═══ DATASET RECORDS ═══

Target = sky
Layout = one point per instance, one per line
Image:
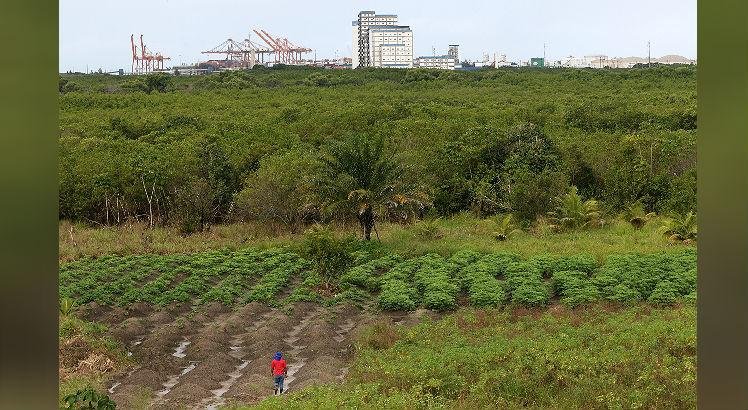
(96, 34)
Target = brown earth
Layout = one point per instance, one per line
(217, 355)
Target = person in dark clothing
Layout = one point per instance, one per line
(279, 370)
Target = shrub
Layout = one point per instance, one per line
(396, 295)
(487, 293)
(531, 294)
(663, 294)
(561, 281)
(681, 227)
(549, 264)
(518, 273)
(463, 258)
(433, 279)
(578, 292)
(623, 294)
(428, 229)
(573, 213)
(365, 275)
(330, 256)
(88, 398)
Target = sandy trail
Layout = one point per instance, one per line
(216, 356)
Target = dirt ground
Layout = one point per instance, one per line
(218, 356)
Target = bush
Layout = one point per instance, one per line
(330, 256)
(88, 398)
(531, 294)
(623, 294)
(488, 292)
(563, 280)
(433, 280)
(664, 294)
(578, 292)
(366, 275)
(396, 295)
(280, 190)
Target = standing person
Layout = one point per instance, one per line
(279, 371)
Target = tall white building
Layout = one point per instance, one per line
(378, 41)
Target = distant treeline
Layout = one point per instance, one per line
(231, 146)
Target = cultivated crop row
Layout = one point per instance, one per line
(429, 281)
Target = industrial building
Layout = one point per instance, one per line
(378, 41)
(445, 62)
(603, 61)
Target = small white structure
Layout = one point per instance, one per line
(445, 62)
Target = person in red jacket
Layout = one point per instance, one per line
(279, 371)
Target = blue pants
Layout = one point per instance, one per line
(278, 380)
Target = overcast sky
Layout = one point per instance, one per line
(96, 34)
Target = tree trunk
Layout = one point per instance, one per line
(366, 219)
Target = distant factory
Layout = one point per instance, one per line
(378, 41)
(448, 61)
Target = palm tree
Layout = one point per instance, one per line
(360, 176)
(573, 213)
(681, 227)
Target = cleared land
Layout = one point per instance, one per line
(198, 329)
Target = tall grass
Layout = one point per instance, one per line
(637, 357)
(461, 232)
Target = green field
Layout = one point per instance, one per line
(629, 358)
(533, 237)
(396, 282)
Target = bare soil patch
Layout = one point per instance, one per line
(225, 354)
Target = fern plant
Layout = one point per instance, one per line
(89, 398)
(504, 228)
(636, 215)
(67, 306)
(681, 227)
(571, 212)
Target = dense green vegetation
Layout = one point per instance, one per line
(400, 283)
(636, 357)
(257, 145)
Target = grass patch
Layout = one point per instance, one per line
(636, 357)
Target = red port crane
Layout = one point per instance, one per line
(284, 51)
(145, 61)
(242, 54)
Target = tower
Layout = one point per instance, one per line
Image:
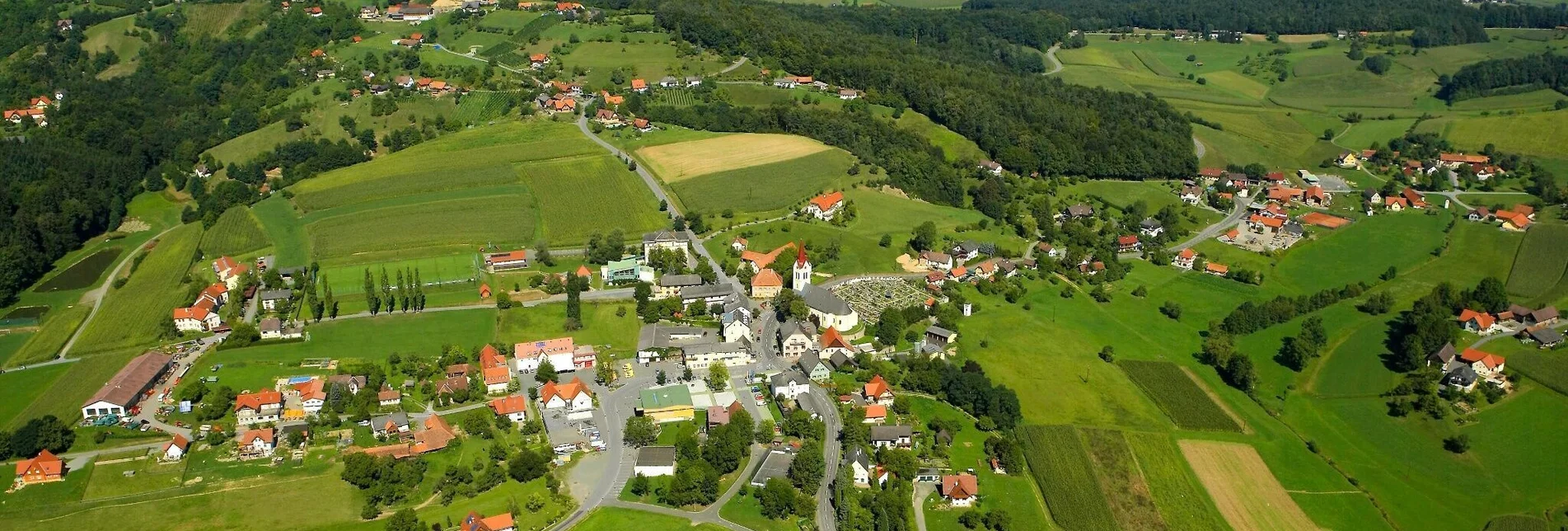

═══

What lines in the listing contain "building"? Copy them all.

ANSWER TO THIS EXERCISE ::
Target = tall white building
Target = industrial building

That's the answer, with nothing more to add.